▶ _Exercise_
Locate the line with "Put a marker on every instance of the tree line" in the material. Copy that line and each one after it, through the last, exactly and with nothing else.

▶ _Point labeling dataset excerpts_

-- start --

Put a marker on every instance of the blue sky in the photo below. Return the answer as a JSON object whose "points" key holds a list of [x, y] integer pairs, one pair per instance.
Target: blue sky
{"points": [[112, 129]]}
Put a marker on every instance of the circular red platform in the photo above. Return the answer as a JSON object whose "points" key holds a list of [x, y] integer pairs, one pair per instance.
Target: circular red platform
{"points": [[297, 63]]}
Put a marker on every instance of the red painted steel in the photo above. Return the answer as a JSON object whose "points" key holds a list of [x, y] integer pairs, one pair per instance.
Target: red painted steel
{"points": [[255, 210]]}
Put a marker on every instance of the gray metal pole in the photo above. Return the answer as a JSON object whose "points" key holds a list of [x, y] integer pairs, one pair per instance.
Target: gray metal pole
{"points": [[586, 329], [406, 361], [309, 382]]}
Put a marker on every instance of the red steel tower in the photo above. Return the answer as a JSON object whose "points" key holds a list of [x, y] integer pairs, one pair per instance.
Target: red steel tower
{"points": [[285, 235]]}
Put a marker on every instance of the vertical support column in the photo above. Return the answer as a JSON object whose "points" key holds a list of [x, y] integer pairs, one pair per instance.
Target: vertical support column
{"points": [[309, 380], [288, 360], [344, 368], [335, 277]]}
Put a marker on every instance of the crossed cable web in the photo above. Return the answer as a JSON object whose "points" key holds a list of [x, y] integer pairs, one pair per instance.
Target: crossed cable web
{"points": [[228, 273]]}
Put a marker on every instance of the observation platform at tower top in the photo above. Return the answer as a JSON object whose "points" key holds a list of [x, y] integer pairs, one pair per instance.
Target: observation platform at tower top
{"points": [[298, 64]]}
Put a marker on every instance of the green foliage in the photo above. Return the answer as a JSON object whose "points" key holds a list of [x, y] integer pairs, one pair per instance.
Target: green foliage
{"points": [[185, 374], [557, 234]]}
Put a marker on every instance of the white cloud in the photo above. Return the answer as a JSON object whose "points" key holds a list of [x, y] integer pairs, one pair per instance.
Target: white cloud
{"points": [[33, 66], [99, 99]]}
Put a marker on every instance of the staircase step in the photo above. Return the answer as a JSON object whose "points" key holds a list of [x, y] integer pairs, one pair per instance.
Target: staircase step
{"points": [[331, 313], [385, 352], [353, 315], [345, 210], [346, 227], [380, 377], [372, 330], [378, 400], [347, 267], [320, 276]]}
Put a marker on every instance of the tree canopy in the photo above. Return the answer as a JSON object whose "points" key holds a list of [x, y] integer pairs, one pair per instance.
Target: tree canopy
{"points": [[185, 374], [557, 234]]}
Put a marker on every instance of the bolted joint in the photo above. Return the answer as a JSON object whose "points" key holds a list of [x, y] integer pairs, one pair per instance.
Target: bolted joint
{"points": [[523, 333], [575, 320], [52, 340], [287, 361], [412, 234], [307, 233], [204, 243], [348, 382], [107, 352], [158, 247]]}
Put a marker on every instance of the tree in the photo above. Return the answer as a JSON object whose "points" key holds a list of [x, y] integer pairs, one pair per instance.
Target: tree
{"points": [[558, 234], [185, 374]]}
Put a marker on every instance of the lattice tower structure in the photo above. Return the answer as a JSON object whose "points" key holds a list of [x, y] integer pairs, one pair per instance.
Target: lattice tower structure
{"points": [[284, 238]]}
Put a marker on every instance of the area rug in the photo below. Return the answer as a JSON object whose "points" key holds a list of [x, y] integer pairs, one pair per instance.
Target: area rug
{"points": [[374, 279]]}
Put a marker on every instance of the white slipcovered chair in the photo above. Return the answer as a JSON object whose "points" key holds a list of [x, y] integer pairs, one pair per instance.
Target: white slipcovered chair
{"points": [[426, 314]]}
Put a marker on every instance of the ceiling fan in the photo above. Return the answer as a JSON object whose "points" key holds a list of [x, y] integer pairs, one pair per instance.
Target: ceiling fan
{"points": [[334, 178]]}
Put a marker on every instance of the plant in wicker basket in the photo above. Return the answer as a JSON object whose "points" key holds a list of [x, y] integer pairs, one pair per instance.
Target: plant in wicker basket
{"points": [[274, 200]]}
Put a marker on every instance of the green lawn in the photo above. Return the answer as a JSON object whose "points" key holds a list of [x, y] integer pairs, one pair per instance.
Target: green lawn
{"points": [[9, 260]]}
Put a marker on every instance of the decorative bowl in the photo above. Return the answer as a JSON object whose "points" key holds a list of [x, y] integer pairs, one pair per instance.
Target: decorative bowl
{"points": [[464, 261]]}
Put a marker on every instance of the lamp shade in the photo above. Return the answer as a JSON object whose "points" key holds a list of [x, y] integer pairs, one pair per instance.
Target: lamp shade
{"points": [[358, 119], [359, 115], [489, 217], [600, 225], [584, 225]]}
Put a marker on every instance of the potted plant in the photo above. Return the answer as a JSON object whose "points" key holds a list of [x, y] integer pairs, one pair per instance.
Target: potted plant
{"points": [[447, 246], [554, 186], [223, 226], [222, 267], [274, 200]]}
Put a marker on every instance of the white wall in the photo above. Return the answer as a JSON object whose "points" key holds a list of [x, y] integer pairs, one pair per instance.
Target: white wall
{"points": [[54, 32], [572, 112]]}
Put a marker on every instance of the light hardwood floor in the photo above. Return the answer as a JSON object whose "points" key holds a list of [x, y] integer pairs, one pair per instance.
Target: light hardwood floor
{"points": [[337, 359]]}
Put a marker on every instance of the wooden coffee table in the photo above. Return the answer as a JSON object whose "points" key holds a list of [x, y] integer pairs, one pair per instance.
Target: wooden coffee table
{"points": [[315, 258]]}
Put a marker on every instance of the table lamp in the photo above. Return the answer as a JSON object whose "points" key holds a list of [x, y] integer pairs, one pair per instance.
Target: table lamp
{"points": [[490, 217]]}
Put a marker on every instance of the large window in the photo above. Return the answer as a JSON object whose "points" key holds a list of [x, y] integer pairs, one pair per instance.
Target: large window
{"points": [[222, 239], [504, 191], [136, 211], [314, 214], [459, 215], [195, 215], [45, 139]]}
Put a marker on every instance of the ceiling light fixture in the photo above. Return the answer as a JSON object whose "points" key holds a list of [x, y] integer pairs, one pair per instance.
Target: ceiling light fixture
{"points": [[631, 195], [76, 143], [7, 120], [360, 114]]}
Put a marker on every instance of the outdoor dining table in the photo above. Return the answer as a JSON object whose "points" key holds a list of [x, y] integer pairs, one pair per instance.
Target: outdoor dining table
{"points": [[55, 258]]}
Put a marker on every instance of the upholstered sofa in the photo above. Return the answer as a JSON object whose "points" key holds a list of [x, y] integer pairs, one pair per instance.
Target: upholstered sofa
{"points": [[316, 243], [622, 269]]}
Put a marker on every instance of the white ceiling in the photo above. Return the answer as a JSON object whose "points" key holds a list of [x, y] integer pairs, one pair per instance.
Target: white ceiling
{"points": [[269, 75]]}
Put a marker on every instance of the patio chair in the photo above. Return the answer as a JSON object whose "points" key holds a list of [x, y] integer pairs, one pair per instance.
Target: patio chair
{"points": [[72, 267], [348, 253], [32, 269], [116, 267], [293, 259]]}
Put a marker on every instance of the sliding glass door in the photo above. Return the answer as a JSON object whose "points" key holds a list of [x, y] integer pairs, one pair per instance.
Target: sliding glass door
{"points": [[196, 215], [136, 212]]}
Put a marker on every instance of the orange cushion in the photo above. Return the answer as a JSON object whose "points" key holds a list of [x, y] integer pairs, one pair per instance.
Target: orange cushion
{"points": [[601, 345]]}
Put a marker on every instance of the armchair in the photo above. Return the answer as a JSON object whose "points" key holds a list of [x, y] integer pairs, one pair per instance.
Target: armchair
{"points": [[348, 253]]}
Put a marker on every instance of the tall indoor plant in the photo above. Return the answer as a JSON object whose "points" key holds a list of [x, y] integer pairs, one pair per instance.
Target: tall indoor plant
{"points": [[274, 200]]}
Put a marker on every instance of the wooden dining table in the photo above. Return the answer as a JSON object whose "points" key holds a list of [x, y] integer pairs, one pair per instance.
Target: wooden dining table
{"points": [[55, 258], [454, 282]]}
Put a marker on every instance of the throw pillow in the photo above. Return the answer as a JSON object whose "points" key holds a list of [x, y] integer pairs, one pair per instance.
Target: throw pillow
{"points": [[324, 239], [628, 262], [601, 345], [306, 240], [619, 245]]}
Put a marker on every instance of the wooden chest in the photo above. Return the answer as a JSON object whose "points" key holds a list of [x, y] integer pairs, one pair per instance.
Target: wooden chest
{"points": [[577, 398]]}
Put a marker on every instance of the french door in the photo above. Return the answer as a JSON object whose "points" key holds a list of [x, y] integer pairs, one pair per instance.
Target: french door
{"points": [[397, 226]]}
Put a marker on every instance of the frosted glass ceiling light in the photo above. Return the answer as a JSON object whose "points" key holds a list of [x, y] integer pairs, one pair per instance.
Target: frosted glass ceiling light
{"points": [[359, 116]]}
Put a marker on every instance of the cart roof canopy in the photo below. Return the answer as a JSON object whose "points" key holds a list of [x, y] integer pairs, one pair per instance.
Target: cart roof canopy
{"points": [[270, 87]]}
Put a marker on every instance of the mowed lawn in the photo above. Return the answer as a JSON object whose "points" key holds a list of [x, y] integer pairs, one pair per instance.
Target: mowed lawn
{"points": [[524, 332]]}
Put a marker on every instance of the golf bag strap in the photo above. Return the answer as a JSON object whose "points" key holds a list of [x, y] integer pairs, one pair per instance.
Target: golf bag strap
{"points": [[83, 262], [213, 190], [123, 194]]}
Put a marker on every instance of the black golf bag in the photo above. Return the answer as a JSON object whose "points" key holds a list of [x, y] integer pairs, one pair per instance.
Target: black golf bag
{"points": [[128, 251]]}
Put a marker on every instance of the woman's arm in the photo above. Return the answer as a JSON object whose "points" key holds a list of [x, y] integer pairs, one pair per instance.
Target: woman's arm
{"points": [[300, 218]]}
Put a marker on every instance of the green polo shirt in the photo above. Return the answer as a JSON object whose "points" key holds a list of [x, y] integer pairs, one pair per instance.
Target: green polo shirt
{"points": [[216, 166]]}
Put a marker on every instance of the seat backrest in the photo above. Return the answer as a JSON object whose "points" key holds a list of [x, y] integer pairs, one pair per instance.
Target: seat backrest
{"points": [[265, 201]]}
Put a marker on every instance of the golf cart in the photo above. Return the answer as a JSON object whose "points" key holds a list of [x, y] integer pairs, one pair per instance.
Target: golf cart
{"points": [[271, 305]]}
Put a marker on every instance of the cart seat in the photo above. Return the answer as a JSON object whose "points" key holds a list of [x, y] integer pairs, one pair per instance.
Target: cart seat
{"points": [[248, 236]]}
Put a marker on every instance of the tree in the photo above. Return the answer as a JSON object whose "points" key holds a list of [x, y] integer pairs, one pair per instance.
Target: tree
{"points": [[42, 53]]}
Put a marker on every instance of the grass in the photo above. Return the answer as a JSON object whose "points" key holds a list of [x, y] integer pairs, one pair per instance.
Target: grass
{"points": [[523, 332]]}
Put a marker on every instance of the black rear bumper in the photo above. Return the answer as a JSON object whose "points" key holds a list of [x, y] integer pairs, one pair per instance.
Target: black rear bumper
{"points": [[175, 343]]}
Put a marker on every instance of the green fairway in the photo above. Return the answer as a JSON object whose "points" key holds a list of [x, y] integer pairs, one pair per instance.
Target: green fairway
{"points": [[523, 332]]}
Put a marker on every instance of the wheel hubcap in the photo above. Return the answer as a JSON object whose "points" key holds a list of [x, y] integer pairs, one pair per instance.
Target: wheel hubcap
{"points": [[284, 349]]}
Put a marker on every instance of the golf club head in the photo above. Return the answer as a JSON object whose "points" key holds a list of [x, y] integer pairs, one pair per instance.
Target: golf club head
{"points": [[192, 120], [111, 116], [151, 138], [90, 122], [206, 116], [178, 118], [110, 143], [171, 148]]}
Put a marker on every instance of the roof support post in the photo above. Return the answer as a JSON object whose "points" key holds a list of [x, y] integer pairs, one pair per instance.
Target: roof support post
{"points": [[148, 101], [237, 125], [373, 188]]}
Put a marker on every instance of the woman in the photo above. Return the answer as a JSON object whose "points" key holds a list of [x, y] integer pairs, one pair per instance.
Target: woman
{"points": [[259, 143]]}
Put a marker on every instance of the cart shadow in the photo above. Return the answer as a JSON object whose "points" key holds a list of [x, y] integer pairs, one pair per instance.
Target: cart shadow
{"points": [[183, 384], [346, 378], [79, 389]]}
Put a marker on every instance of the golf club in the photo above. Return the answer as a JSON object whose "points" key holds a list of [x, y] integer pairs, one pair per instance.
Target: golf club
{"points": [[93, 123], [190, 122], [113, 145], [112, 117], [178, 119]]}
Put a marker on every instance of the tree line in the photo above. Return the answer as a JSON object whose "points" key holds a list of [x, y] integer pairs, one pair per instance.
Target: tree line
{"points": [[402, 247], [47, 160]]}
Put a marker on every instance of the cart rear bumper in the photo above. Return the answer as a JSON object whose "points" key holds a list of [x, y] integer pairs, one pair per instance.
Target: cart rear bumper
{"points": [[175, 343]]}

-- end --

▶ _Correct result_
Put a marker on every instance of the tree line in the photo above. Return the answer as a JSON object whose "points" key holds a list of [x, y] integer pairs, one pair per instance.
Target: tree line
{"points": [[402, 247], [47, 160]]}
Put a marker on every instance of the cart rear bumper in the photo above. Return the answer as a JSON object whose "points" key holds a list of [x, y] integer pairs, one pair per instance.
Target: cart rear bumper
{"points": [[175, 343]]}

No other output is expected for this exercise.